## Task goal
What follows is a block of records; restate each one word for word.

## Information provided

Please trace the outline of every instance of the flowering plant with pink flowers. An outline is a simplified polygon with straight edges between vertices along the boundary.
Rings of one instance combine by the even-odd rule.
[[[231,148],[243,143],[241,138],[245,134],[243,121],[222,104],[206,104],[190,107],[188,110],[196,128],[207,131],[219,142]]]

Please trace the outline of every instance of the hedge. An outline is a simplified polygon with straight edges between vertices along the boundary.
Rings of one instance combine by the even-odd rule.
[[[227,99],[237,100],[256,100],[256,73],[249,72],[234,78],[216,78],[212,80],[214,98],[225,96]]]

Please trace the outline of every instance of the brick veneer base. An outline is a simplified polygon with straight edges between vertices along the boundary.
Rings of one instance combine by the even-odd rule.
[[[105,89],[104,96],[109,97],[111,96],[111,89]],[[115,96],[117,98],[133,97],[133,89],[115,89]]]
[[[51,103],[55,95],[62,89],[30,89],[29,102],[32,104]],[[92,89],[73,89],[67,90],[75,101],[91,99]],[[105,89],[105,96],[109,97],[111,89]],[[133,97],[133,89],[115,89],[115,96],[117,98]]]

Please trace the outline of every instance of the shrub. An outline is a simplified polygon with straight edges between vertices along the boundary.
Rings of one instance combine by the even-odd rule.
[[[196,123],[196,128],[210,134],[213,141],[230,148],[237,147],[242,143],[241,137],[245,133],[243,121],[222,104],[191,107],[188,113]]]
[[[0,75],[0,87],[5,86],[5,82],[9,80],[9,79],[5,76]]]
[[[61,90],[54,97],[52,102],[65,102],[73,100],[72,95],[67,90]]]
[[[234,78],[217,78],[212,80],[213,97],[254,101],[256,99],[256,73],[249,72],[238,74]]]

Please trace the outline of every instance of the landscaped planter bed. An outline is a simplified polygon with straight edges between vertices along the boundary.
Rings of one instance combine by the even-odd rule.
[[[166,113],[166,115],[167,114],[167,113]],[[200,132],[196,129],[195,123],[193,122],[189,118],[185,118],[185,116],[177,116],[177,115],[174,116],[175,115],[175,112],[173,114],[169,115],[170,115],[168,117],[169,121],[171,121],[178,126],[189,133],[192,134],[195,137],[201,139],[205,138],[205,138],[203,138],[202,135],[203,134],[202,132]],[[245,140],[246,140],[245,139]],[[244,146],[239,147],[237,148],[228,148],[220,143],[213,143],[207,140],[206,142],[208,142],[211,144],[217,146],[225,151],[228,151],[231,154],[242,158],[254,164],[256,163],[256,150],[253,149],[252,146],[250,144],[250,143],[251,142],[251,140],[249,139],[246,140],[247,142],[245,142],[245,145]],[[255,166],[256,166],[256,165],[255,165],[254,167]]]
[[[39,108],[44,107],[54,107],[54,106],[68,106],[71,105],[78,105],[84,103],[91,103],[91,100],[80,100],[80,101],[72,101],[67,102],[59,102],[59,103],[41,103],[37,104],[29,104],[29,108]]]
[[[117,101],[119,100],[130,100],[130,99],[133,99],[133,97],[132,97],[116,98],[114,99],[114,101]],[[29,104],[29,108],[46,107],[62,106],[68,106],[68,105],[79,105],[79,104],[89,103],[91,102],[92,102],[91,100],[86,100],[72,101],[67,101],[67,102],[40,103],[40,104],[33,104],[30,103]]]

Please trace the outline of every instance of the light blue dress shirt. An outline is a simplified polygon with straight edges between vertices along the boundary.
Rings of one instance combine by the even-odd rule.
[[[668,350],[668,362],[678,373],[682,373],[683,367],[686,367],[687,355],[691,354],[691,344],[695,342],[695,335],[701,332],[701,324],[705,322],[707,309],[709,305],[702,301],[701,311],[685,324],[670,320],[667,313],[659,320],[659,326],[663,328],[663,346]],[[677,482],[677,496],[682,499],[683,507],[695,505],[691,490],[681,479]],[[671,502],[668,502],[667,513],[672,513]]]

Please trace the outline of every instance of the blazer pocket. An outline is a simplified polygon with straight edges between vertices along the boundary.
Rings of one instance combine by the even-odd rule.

## Solution below
Please trace the outline of every instance of the flowering plant with pink flowers. An outline is a simplified polygon with straight edges between vertices along the boundary.
Rings of one instance combine by the even-odd rule.
[[[231,148],[243,143],[241,138],[245,134],[243,121],[222,104],[206,104],[190,107],[188,110],[196,128],[207,131],[219,142]]]

Please trace the outline of every instance of the hedge. An outline is a simplified polygon with straight edges between vertices along the boundary.
Rings of one instance combine by the even-odd rule.
[[[227,99],[237,100],[256,100],[256,73],[249,72],[234,78],[216,78],[212,80],[214,98],[225,96]]]

Please trace the outline of every instance of the brick veneer base. An outline is a simplified polygon with straight edges between vertices along the boundary.
Rings of one instance combine by the even-odd rule.
[[[105,89],[104,96],[109,97],[111,96],[111,89]],[[115,96],[117,98],[133,97],[133,89],[115,89]]]
[[[51,103],[55,95],[62,89],[30,89],[29,102],[32,104]],[[92,89],[73,89],[67,90],[75,101],[91,99]],[[105,89],[105,96],[109,97],[111,89]],[[133,97],[133,89],[115,89],[115,96],[117,98]]]

Please trace the outline of every instance of the shrub. An outline is a simplified polygon with straight edges between vertices along the boundary.
Rings of one instance combine by the even-odd rule.
[[[196,123],[196,128],[210,134],[213,141],[230,148],[237,147],[242,143],[241,137],[245,133],[243,121],[222,104],[191,107],[188,113]]]
[[[0,75],[0,87],[5,86],[5,82],[9,80],[9,79],[5,76]]]
[[[61,90],[54,97],[52,102],[65,102],[73,100],[72,95],[67,90]]]
[[[234,78],[217,78],[212,80],[213,97],[254,101],[256,99],[256,73],[249,72],[238,74]]]

Please trace the outline of every instance of the landscaped planter bed. An outline is a simplified polygon with straight edges between vertices along the boundary.
Rings of one instance combine by the even-odd rule.
[[[166,113],[166,115],[167,114],[167,113]],[[200,132],[196,129],[195,123],[193,122],[189,118],[185,118],[185,116],[177,116],[177,115],[174,116],[175,115],[175,112],[173,114],[169,115],[170,115],[168,117],[169,121],[171,121],[178,126],[189,133],[192,134],[195,137],[201,139],[205,138],[205,138],[203,138],[202,135],[203,134],[202,132]],[[245,140],[246,140],[245,139]],[[244,146],[239,147],[237,148],[228,148],[220,143],[213,143],[207,140],[206,142],[208,142],[211,144],[217,146],[225,151],[228,151],[231,154],[242,158],[254,164],[256,163],[256,150],[253,149],[252,146],[250,144],[250,143],[251,142],[251,140],[249,139],[246,140],[247,142],[245,142],[245,145]],[[255,166],[256,166],[256,165],[255,165],[254,167]]]
[[[39,108],[44,107],[54,107],[54,106],[68,106],[71,105],[78,105],[84,103],[91,103],[91,100],[80,100],[80,101],[72,101],[67,102],[59,102],[59,103],[41,103],[37,104],[29,104],[29,108]]]
[[[117,101],[119,100],[130,100],[130,99],[133,99],[133,97],[132,97],[116,98],[114,99],[114,101]],[[29,104],[29,108],[46,107],[62,106],[68,106],[68,105],[79,105],[79,104],[89,103],[91,102],[92,102],[91,100],[86,100],[72,101],[67,101],[67,102],[40,103],[40,104],[33,104],[30,103]]]

Please trace the outline of every instance of the light blue dress shirt. An outline is a simplified polygon with straight edges between vertices along the boundary.
Rings of one instance combine by the even-odd rule.
[[[668,350],[668,362],[678,373],[682,373],[683,367],[686,367],[687,355],[691,354],[691,344],[695,342],[695,335],[701,332],[701,324],[705,322],[707,309],[709,305],[702,301],[701,311],[685,324],[670,320],[667,313],[659,320],[659,326],[663,328],[663,346]],[[677,482],[677,496],[682,499],[683,507],[695,505],[691,490],[681,479]],[[671,502],[668,502],[667,513],[672,513]]]

Please trace the outline of every instance of the blazer pocket. An outline is a simplified polygon with straight edges between vertices along the boundary.
Rings of one instance combine by the even-odd rule.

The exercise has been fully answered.